**Document section**

= Sports betting systems =

Sports betting systems are sets of events that when combined for a particular game for a particular sport represent a profitable betting scenario. Since sports betting involves humans, there is no deterministic edge to the house or the gambler. Systems supposedly allow the gambler to have an edge or an advantage.

Sportsbooks use systems in their analysis to set more accurate odds. Therefore, the novice gambler may believe that using a system will always work, but it is the general consensus that at some point the oddsmakers will have adjusted for the system to make it no longer profitable. Very short-lived systems are called trends. Any single event that estimates a selection to have a higher likelihood of winning is called an angle as they are meant to be used in conjunction with other angles and trends to produce systems.

== Overview ==
Systems can be deceiving. Any sample space can be constrained enough with meaningless criteria to create the illusion of a profitable betting system. For example, a coin can be flipped with heads being home teams and tails being road teams. Heads and tails each have a 50% probability of landing but if the amount of flips is limited to a small number, it is conceivable to create the illusion of predicting heads will come up 75% of the time.

That, and that sportsbooks adjust their odds according to the systems, makes it difficult to follow systems indefinitely. The sportsbooks are slower to adjust the odds in some sports versus other sports depending on the number of games played and the amount of money they take in from bettors.

Betting systems based on statistical analysis have been around for a while, however they have not always been well known. One group that was known for their accurate predictions was called The Computer Group. They formed in Las Vegas in 1980 and successfully wagered on college football and basketball games for years making millions. Michael Kent, co-founder and one of the lesser-known individuals of the group, would use his computer software to run through massive amounts of data, which then provided the group's network of bettors with useful information. The network of bettors would then bet on games in which they had a statistical advantage (as determined by the software). Billy Walters, who was profiled on 60 Minutes, was the most famous member of the group.

**Information provided**
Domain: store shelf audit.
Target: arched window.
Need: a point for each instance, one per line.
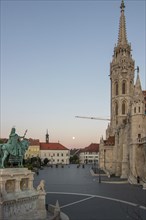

**Goal A**
Retype the stretch of the article on sports betting systems from "Sports betting systems are" through "or an advantage.".
**Goal B**
List every proper name of a person, group, place, or television program that appears in the article on sports betting systems.
**Goal C**
Pick up the article on sports betting systems after its final sentence and carry it forward.

**Written response A**
Sports betting systems are sets of events that when combined for a particular game for a particular sport represent a profitable betting scenario. Since sports betting involves humans, there is no deterministic edge to the house or the gambler. Systems supposedly allow the gambler to have an edge or an advantage.

**Written response B**
The Computer Group, Las Vegas, Michael Kent, Billy Walters, 60 Minutes

**Written response C**
Sports betting systems have not always been well trusted or liked by bettors. The stigma is that a sporting event has too many intangibles that a machine can't predict. However, things have begun to change recently as owners of teams have begun to take notice of the value in statistics. Front offices have hired noted statistical analysts such as Jeff Sagarin.

Books like Sabermetrics by Bill James, and Basketball on Paper by Dean Oliver, have begun to bring detailed statistical analysis to the forefront of sports betting systems. Blogs are now being written more frequently about the topic and sports handicapping services have made claims of great success using sports betting systems from advanced statistical research.

== Determining systems ==

Determining systems is a matter of using computer analysis tools and extracting all the possible games that meet a bettor's criteria. Then the bettor analyzes the results of those games to make a determination if one team is favored over the other.

== Types ==

=== Regression analysis ===
Regression analysis is a type of statistical technique used to determine the important factors that affect the outcome of the event. In the case of sports betting this is usually done with multivariate linear regression. Because sports events are very complicated and there are many factors it is extremely difficult, if not impossible, to be able to accurately identify each variable that affects the outcome of the game. Also, regression analysis assigns a "weight" to each factors that identifies how much it affects the outcome of the event. Regression analysis has become so sophisticated that some gamblers actually perform it as a full-time job. For example, Advanced Football Analytics ran a multivariate linear regression on the outcomes of American football games. The results determined that the most important aspect to winning the game was passing efficiency.

One of the problems that results from using linear regression is determining causation vs. correlation. Simply put, it is being able to identify the difference between something causing an event and something happening because of an event. Regression analysis is able to identify that events tend to occur together (or the opposite), but not if one causes the other.

Regression analysis also falls short in certain cases which are more difficult to model. For instance, in football, 3 or 7 points are typically scored at a time, so bets involving a final score frequently include combinations of these two numbers. However, a simple linear regression will not accurately model this.

=== Statistical anomalies ===
These are deviations from the common rule and give you a competitive advantage. In gridiron (American football), the most common margin of difference in the final score is 7 points (equal to one touchdown plus extra point) or 3 points (one field goal.) There can be missed extra points, safeties and conversions. But, they only come into play in a fractional percentage of game outcomes. This point statistical distribution factor opens up the possibility of statistical anomalies.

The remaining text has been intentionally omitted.